**Study questions**.
1 – Print the herb text from "Chinese herbs and" to "a little ginger.", including both of those passages.
2 – According to the herb text, what did Confucius insist every meal he ate must contain?
3 – Summarize the herb text in two sentences.

**Source text**.

----------------------------------------

Culturally and geographically, there are no limits to the uses humans have found for herbs. From the ancient Abyssinians, who stuffed their pillows with fresh celery leaves, to Native Americans who used pennyroyal as an insect repellent, people have always made herbs an essential part of their lives. Today, herbs of all kinds are found in foods and beverages, healing preparations, cosmetics, perfumes, and clothing dyes. They’re found growing in gardens and in the pages of medical texts and history books. There is no part of human culture that herbs have not transformed.
A great deal of the world’s herb lore, and many of its most highly regarded herbs, can be traced to Asia. The world’s largest continent is home to a wide range of plant habitats, from the barren wilderness of Arctic tundra to deserts to lush forests of every type: coniferous, oak, tropical rainforest, and bamboo. With so many people and such a diversity of plants, it’s not surprising that Asia has produced some of the oldest known herbal rituals, recipes, gardens, and systems of medicine. The most influential cultures in the region are two of the most populous countries: China and India. Over the millennia, their ancient herbal beliefs and practices spread throughout Asia, adapting to reflect the local flavor of countries such as Korea, Japan, Thailand, and Tibet.
According to legend, the first emperor of China, a sage named Fu Hsi (ca. 4000 BCE), single-handedly changed his people from hunter-gatherers to agriculturalists. The plants they grew became integral to the spiritual beliefs of their early society, which included the I Ching, a system of divination.
The stalk of the yarrow plant (Achillea millefolium) was particularly significant in the I Ching: Fu Hsi instructed wise men to cast sticks of yarrow on the ground and interpret their arrangement in relation to each other in order to predict future events.
Chinese herbs and philosophy have always gone hand in hand, and they mix particularly well in the history of Chinese cooking. The great philosopher Confucius (551–479 BCE) believed that a good cook must be a skilled herbal matchmaker: Condiments and spices in food must blend harmoniously, or there would be no flavor. He would eat no meal that did not contain a little ginger.
Ancient practitioners of Taoism, another major Chinese philosophy, saw cooking less as the pursuit of beauty and more as the pursuit of health. Leaves, roots, stems, flowers, seeds, bark, and fungi were prepared, tested, and consumed for their health-promoting effects. As a result, most varieties of Chinese cuisine contained plenty of vegetables, grains, and herbs, all cooked in ways that ensured their medicinal value would not be lost.

----------------------------------------

**Data shown**.
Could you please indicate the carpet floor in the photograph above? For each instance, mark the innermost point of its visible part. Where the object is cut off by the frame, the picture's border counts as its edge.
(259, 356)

----------------------------------------

**Answers to the exercises**.
1 –
Chinese herbs and philosophy have always gone hand in hand, and they mix particularly well in the history of Chinese cooking. The great philosopher Confucius (551–479 BCE) believed that a good cook must be a skilled herbal matchmaker: Condiments and spices in food must blend harmoniously, or there would be no flavor. He would eat no meal that did not contain a little ginger.

2 – A little ginger.

3 – People in every culture have used herbs, and much of the world's herb lore traces to Asia, where the herbal beliefs and practices of China and India spread and adapted across the region. In China, herbs shaped early spiritual life through the yarrow stalks of the I Ching, Confucius's view that flavors must blend harmoniously, and Taoist cooking aimed at health.